Dostarczony fragment:
################
Postanowieniem z dnia 28 czerwca 2007 r., sygn. akt I OSK 1222/06, Naczelny Sąd Administracyjny, na podstawie art. 187 § 1 ustawy z dnia 30 sierpnia 2002 r. Prawo o postępowaniu przed sądami administracyjnymi (Dz. U. Nr 153, poz. 1270 ze zm.), zwanej dalej "ppsa", wystąpił o rozstrzygnięcie przez skład siedmiu sędziów Naczelnego Sądu Administracyjnego zagadnienia prawnego, które powstało w toku rozpoznawania sprawy ze skargi kasacyjnej J. B. i E. G. od wyroku Wojewódzkiego Sądu Administracyjnego w Warszawie z dnia 27 kwietnia 2006 r., sygn. akt IV SA/Wa 71/06 w sprawie z ich skargi na decyzję Ministra Rolnictwa i Rozwoju Wsi z dnia [...] w przedmiocie odmowy stwierdzenia nieważności orzeczenia w sprawie zatwierdzenia protokołu zdawczo-odbiorczego znacjonalizowanego przedsiębiorstwa.

Stan faktyczny sprawy, w której przedstawione zostało zagadnienie prawne jest następujący:

Minister Przemysłu i Handlu orzeczeniem z dnia [...] lutego 1948 r. na podstawie art. 2 ustawy z dnia 3 stycznia 1946 r. o przejęciu na własność Państwa podstawowych gałęzi gospodarki narodowej (Dz. U. R.P. Nr 3, poz. 17 ze zm.), zwanej dalej ustawą nacjonalizacyjną, orzekł o przejściu na własność Państwa "Fabryki [...] w K., powiat J.", a następnie Minister Przemysłu Spożywczego i Skupu orzeczeniem z dnia [...] grudnia 1965 r., Nr [...] w sprawie zatwierdzenia protokołu zdawczo-odbiorczego przedsiębiorstwa "Fabryka [...] w K., pow. J." ustalił, że składniki majątkowe objęte protokołem zdawczo-odbiorczym, sporządzonym w dniach od [...] do [...] kwietnia 1952 r. przez Centralny Zarząd Przemysłu [...] w W. wyznaczony do objęcia przedmiotowego przedsiębiorstwa i protokołem dodatkowym, sporządzonym w dniu [...] września 1959 r. przez Zakłady [...] w K, stanowią część składową tego przedsiębiorstwa i przechodzą na własność Państwa, łącznie z wymienionymi w tym orzeczeniu nieruchomościami, zapisanymi w księdze
wieczystej K., prowadzonej przez Sąd Powiatowy w J.
################
Wiersze do zadania:
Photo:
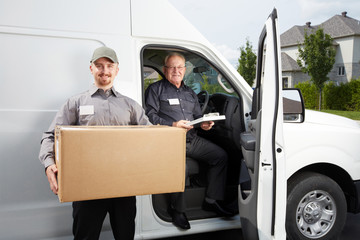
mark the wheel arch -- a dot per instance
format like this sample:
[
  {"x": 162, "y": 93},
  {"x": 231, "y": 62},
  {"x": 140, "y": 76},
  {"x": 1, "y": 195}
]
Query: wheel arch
[{"x": 339, "y": 175}]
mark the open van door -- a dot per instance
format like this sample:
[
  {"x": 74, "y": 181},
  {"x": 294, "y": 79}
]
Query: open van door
[{"x": 262, "y": 200}]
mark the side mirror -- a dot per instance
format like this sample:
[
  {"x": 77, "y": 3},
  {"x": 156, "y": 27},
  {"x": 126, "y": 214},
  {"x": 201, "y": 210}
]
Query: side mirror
[{"x": 293, "y": 105}]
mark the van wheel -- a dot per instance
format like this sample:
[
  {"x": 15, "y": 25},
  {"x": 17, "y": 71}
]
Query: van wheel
[{"x": 316, "y": 208}]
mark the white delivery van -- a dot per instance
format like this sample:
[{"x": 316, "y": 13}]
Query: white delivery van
[{"x": 293, "y": 173}]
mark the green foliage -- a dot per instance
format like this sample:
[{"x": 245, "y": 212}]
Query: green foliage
[
  {"x": 336, "y": 97},
  {"x": 343, "y": 97},
  {"x": 354, "y": 104},
  {"x": 247, "y": 63},
  {"x": 310, "y": 94},
  {"x": 210, "y": 88},
  {"x": 317, "y": 57}
]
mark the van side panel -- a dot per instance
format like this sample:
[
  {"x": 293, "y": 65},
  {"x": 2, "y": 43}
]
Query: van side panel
[{"x": 46, "y": 47}]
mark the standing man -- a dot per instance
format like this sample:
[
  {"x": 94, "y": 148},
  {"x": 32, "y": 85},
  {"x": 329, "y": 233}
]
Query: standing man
[
  {"x": 170, "y": 102},
  {"x": 100, "y": 105}
]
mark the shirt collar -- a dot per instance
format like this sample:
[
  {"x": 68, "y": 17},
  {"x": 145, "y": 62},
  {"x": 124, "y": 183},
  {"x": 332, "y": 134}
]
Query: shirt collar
[
  {"x": 95, "y": 89},
  {"x": 182, "y": 85}
]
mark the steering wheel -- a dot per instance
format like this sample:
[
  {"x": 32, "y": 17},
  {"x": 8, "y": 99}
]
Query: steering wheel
[{"x": 203, "y": 97}]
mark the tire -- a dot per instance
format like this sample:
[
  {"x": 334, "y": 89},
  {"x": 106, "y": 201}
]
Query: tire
[{"x": 316, "y": 208}]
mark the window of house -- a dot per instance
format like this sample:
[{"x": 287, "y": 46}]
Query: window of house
[
  {"x": 285, "y": 82},
  {"x": 341, "y": 71}
]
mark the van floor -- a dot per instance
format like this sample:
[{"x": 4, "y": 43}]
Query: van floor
[{"x": 194, "y": 198}]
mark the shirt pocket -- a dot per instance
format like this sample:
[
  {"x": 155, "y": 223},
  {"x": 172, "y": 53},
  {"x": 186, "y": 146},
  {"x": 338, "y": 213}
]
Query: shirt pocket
[
  {"x": 189, "y": 102},
  {"x": 165, "y": 105}
]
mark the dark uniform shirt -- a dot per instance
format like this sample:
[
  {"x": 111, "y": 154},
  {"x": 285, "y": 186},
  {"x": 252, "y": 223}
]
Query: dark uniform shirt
[{"x": 165, "y": 104}]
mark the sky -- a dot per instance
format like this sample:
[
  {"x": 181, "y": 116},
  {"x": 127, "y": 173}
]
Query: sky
[{"x": 228, "y": 23}]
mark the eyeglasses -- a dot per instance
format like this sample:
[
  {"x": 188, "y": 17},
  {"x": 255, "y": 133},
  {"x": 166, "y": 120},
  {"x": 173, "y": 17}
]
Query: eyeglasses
[{"x": 174, "y": 68}]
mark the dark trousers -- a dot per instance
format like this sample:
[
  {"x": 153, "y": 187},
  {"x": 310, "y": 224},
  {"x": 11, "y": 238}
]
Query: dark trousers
[
  {"x": 89, "y": 217},
  {"x": 215, "y": 158}
]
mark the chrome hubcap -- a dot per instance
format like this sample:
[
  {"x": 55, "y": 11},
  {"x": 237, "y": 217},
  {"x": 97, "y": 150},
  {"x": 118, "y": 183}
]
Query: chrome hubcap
[{"x": 316, "y": 214}]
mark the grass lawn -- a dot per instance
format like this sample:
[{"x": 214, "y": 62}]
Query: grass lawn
[{"x": 348, "y": 114}]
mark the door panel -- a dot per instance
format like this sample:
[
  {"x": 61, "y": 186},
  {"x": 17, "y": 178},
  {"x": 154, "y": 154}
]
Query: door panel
[{"x": 261, "y": 215}]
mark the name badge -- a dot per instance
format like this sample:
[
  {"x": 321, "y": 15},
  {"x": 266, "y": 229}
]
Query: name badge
[
  {"x": 174, "y": 101},
  {"x": 87, "y": 110}
]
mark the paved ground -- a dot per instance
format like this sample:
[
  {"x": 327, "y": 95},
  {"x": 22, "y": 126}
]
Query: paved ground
[{"x": 351, "y": 232}]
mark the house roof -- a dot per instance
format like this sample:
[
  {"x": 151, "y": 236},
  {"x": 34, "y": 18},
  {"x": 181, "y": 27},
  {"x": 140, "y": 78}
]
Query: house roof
[
  {"x": 288, "y": 64},
  {"x": 337, "y": 26}
]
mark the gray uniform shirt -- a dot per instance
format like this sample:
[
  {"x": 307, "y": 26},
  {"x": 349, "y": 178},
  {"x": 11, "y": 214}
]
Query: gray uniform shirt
[{"x": 93, "y": 107}]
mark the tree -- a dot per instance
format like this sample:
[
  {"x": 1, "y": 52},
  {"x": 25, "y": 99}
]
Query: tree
[
  {"x": 247, "y": 63},
  {"x": 316, "y": 58}
]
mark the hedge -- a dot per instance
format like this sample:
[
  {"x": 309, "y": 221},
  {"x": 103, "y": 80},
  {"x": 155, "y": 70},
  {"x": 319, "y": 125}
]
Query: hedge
[{"x": 345, "y": 96}]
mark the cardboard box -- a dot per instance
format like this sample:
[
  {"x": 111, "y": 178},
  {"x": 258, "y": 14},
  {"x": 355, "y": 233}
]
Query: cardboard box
[{"x": 116, "y": 161}]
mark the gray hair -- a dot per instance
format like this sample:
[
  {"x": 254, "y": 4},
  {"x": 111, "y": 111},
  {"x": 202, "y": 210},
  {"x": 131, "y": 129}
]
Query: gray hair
[{"x": 172, "y": 54}]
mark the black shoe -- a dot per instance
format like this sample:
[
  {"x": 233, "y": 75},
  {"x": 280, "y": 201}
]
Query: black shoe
[
  {"x": 215, "y": 207},
  {"x": 179, "y": 219}
]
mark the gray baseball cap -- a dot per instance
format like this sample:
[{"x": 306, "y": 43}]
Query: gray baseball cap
[{"x": 104, "y": 52}]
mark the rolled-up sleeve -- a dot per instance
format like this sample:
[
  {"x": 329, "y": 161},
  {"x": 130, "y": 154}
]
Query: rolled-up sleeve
[{"x": 65, "y": 116}]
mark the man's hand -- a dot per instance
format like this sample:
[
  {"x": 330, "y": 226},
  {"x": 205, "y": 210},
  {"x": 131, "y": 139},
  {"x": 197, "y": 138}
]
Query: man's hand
[
  {"x": 182, "y": 124},
  {"x": 51, "y": 173},
  {"x": 207, "y": 125}
]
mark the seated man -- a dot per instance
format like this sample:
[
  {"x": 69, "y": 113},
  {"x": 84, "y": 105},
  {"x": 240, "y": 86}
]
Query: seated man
[{"x": 170, "y": 102}]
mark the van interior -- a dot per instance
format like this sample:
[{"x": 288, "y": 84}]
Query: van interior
[{"x": 215, "y": 95}]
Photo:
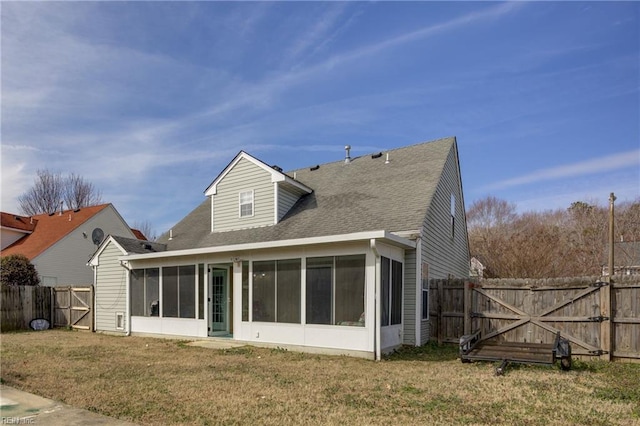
################
Cele:
a: Odpowiedz na podstawie fragmentu o postanowieniu Naczelnego Sądu Administracyjnego:
(i) Jaką sygnaturę akt ma postanowienie Naczelnego Sądu Administracyjnego z dnia 28 czerwca 2007 r.?
(ii) Z jakiego dnia pochodzi ustawa nazywana we fragmencie ustawą nacjonalizacyjną?
(iii) Który sąd prowadził księgę wieczystą K.?
b: Podaj, ile linii w wierszach zawiera słowo "trousers", przy czym wielkość liter ma znaczenie. Odpowiedz samą liczbą.

Udzielone odpowiedzi:
a:
(i) I OSK 1222/06
(ii) Z dnia 3 stycznia 1946 r.
(iii) Sąd Powiatowy w J.

b: 2